■ Jobs:
• a. In the thread on the pickling RuntimeError, does the reply say copy.deepcopy is an atomic operation?
• b. Using the thread on the pickling RuntimeError, explain in one to three sentences why the reply says the application design has a race condition.
• c. Continue the thread on the pickling RuntimeError after its last sentence.

■ Quoted text:
"RuntimeError: dictionary changed size during iteration" ; Good atomic copy operations?

Sun Mar 12 20:56:37 EST 2006

[robert]
> In very rare cases a program crashes (hard to reproduce) :
>
> * several threads work on an object tree with dict's etc. in it. Items
> are added, deleted, iteration over .keys() ... ). The threads are "good"
> in such terms, that this core data structure is changed only by atomic
> operations, so that the data structure is always consistent regarding
> the application. Only the change-operations on the dicts and lists
> itself seem to cause problems on a Python level ..
>
> * one thread periodically pickle-dumps the tree to a file:
>    >>> cPickle.dump(obj, f)
>
> "RuntimeError: dictionary changed size during iteration" is raised by
> .dump ( or a similar "..list changed ..." )
>
> What can I do about this to get a stable pickle-dump without risiking
> execution error or even worse - errors in the pickled file ?
>
> Is a copy.deepcopy  ( -> "cPickle.dump(copy.deepcopy(obj),f)" ) an
> atomic opertion with a guarantee to not fail?

No.  It is non-atomic.

It seems that your application design intrinsically incorporates a race
condition -- even if deepcopying and pickling were atomic, there would
be no guarantee whether the pickle dump occurs before or after another
thread modifies the structure.  While that design smells of a rat, it
may be that your apps can accept a dump of any consistent state and
that possibly concurrent transactions may be randomly included or
excluded without affecting the result.

■ Raw data:
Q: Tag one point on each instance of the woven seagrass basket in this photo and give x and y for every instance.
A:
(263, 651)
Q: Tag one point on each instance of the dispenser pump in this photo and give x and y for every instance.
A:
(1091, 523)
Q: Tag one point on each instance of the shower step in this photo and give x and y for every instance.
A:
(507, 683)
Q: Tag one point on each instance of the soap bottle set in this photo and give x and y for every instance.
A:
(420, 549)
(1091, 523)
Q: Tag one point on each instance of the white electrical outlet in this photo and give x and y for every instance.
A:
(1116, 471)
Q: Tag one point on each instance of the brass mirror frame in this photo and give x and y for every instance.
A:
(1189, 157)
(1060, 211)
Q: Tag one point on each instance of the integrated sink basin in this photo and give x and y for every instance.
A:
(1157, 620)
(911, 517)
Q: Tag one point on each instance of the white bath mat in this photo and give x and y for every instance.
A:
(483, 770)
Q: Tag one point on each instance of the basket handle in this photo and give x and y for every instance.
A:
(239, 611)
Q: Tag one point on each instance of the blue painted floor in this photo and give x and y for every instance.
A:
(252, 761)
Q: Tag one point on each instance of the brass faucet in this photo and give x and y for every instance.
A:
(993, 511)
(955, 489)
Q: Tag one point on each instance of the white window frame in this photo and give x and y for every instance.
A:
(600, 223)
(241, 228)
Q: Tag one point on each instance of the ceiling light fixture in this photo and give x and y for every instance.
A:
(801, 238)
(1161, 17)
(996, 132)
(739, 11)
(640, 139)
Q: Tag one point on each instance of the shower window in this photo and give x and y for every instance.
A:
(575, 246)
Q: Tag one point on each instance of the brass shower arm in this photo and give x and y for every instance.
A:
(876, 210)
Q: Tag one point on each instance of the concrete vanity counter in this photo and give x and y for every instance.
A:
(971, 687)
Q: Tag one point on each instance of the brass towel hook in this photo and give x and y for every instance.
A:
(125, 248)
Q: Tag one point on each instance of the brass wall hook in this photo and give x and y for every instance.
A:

■ Solved tasks:
• a. No, the reply states that it is non-atomic.

• b. Even if deepcopying and pickling were atomic, there would be no guarantee whether the pickle dump happens before or after another thread modifies the structure. The outcome therefore depends on the timing of the threads.

• c.
Python's traditional recommendation is to put all access to a resource
in one thread and to have other threads communicate their transaction
requests via the Queue module.  Getting results back was either done
through other Queues or by passing data through a memory location
unique to each thread.  The latter approach has become trivially simple
with the advent of Py2.4's thread-local variables.

Thinking about future directions for Python threading, I wonder if
there is a way to expose the GIL (or simply impose a temporary
moratorium on thread switches) so that it becomes easy to introduce
atomicity when needed:

   gil.acquire(BLOCK=True)
   try:
      #do some transaction that needs to be atomic
   finally:
      gil.release()

> Or can I only retry several times in case of RuntimeError?  (which would
> apears to me as odd gambling; retry how often?)

Since the app doesn't seem to care when the dump occurs,  it might be
natural to put it in a while-loop that continuously retries until it
succeeds; however, you still run the risk that other threads may never
leave the object alone long enough to dump completely.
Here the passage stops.